STATED EXERCISE. Skip the pictures. Repeat everything else in the records word for word.

DATASET CONTENT.
---+---
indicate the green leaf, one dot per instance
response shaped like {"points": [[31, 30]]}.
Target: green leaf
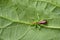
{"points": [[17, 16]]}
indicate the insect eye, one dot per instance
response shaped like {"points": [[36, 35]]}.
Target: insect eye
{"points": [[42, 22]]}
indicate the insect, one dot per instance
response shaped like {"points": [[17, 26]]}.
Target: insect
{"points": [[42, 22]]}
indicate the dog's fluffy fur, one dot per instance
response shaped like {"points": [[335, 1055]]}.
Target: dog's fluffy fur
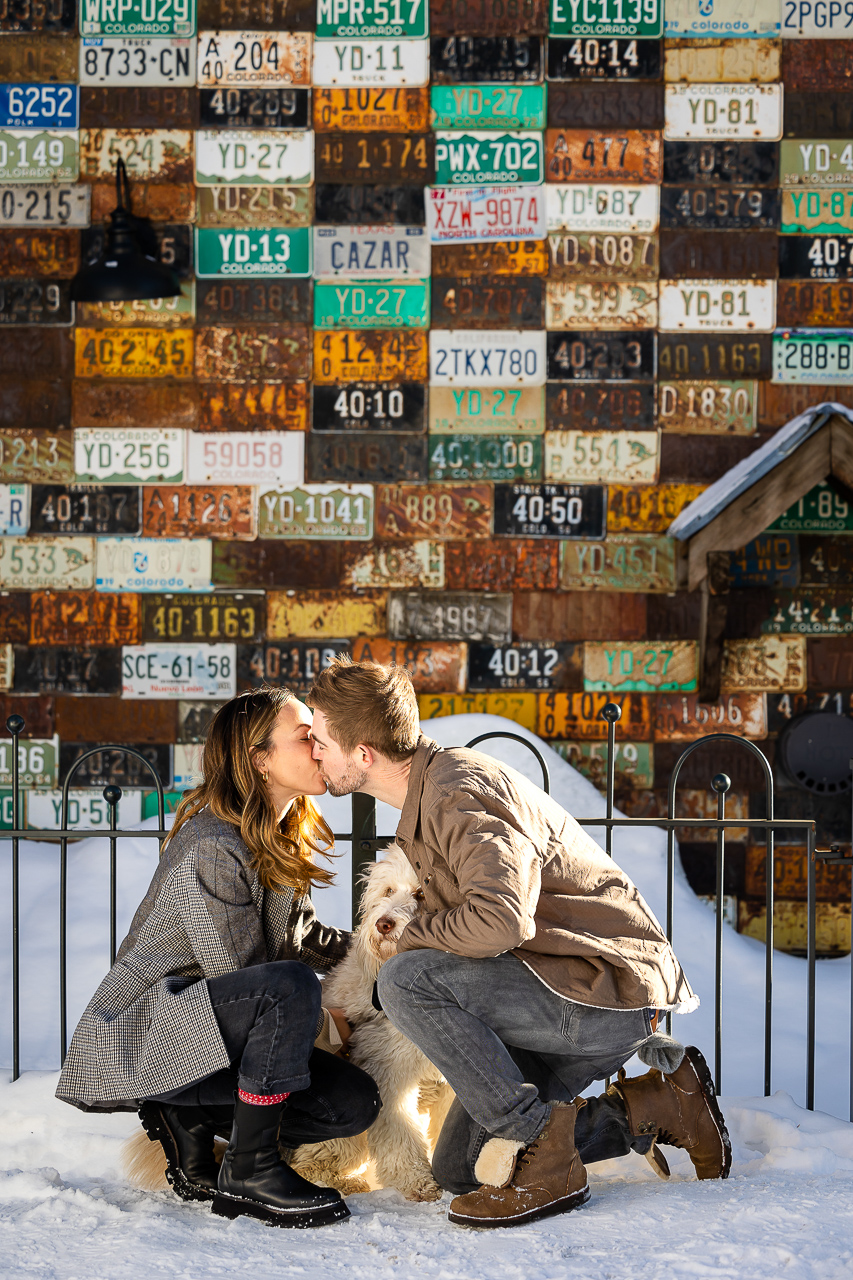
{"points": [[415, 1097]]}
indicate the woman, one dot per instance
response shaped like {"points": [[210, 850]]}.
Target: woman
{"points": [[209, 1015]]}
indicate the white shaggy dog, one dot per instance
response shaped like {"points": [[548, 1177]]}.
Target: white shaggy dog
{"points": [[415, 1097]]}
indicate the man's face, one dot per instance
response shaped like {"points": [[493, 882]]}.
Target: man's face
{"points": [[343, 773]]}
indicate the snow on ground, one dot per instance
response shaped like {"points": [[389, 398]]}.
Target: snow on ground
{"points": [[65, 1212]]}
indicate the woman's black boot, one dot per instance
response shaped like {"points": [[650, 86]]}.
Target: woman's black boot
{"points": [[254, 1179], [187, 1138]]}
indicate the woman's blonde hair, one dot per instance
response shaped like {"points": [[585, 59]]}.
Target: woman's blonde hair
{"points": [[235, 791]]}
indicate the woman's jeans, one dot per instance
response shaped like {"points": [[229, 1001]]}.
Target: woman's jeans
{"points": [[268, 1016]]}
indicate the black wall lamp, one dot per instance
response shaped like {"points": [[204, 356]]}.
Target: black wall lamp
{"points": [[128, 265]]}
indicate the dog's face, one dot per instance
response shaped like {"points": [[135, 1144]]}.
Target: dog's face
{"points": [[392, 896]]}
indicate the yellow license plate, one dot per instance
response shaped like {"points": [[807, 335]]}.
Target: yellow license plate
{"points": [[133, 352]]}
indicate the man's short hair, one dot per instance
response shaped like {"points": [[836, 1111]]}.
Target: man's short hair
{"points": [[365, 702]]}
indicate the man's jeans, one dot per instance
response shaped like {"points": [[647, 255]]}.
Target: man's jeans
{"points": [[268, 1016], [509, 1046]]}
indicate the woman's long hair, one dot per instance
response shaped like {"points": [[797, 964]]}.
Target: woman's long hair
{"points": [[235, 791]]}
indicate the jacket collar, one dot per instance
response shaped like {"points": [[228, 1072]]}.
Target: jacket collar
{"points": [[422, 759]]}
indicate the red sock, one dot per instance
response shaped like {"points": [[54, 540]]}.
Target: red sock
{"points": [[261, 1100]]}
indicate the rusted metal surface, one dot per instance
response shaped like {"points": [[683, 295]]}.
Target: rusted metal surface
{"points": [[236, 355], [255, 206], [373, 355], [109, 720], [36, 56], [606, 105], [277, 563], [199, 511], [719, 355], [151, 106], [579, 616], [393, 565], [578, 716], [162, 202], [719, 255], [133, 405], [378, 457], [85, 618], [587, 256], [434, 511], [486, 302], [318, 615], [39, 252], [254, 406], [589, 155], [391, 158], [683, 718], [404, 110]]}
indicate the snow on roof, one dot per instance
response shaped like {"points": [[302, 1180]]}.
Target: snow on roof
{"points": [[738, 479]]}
---+---
OUTPUT OF THE TASK.
indicate the green leaf, one dot per instance
response shaped like {"points": [[31, 30]]}.
Target: green leaf
{"points": [[17, 16]]}
indicate the insect eye, one dot per instance
response shaped like {"points": [[36, 35]]}.
Target: insect eye
{"points": [[42, 22]]}
indicate the insect, one dot per instance
response shaped like {"points": [[17, 26]]}.
Target: insect
{"points": [[42, 22]]}
indicate the dog's fluffy fur, one dot per instance
response shaped like {"points": [[335, 1055]]}.
Target: dog's fluffy fur
{"points": [[415, 1097]]}
indicate the woman, one dot per instance
response shaped like {"points": [[210, 850]]}.
Target: woman
{"points": [[209, 1015]]}
indicate the white shaggy dog, one dot per instance
response shaped like {"points": [[548, 1177]]}.
Target: white shaggy dog
{"points": [[415, 1097]]}
indicate the man's face, one dot per instance
response shaped like {"points": [[493, 882]]}.
Target: man's face
{"points": [[343, 773]]}
indicate the snow on ground, one dot per instance
response shaped like {"points": [[389, 398]]}.
Target: snow on ground
{"points": [[65, 1212]]}
indicate the woman's black boot, one dot per instance
response shaped like {"points": [[650, 86]]}.
Target: woman's black boot
{"points": [[254, 1179], [187, 1138]]}
indicate the woman's blonde hair, one dot per instance
response shaped like {"points": [[585, 59]]}.
Target: woman's blonde hair
{"points": [[235, 791]]}
indicate the woman's jeans, one dot per instance
response shaped like {"points": [[229, 1001]]}.
Target: woman's jeans
{"points": [[268, 1016]]}
indicate the black wall lamp, one dot per instance
response shaped like {"points": [[204, 356]]}.
Target: black wall lamp
{"points": [[128, 265]]}
indicate the dog's face, one dot per instance
response shaped like {"points": [[135, 1144]]}.
Target: dog's face
{"points": [[392, 896]]}
indicate the yellow license plate, one dot per instance
response shaped like {"points": [[807, 335]]}.
Target: yellow license plate
{"points": [[133, 352]]}
indicate the man's short hair, one dot per instance
response shaped like {"points": [[836, 1111]]}.
Target: man's short hair
{"points": [[365, 702]]}
indicate the man's jeans, one dot per instance
response shaped like {"points": [[647, 255]]}.
Target: man's jeans
{"points": [[268, 1016], [509, 1046]]}
indicate the woman's long hair, one dot per instance
response shaped like {"points": [[797, 964]]}.
Target: woman's long hair
{"points": [[235, 791]]}
indicate the jacket collar, one dot per instance
response shaped like {"points": [[228, 1072]]}.
Target: jacket collar
{"points": [[422, 759]]}
indicate the red sock, one dot per instance
response shaped like {"points": [[54, 540]]}.
Target: red sock
{"points": [[261, 1100]]}
indicate the rusted metal surface, one dot per instance
response shaped like {"points": [[683, 295]]}.
Target: rusted metal surface
{"points": [[236, 355], [255, 206], [373, 355], [109, 720], [36, 56], [606, 105], [277, 563], [199, 511], [719, 355], [151, 106], [579, 616], [393, 565], [578, 716], [162, 202], [719, 255], [133, 405], [378, 457], [85, 618], [587, 256], [434, 511], [486, 302], [318, 615], [39, 252], [254, 406], [589, 155], [391, 158], [683, 718], [404, 110]]}
indicate the snow on roof, one dot per instance
response shaped like {"points": [[302, 1180]]}.
Target: snow on roof
{"points": [[738, 479]]}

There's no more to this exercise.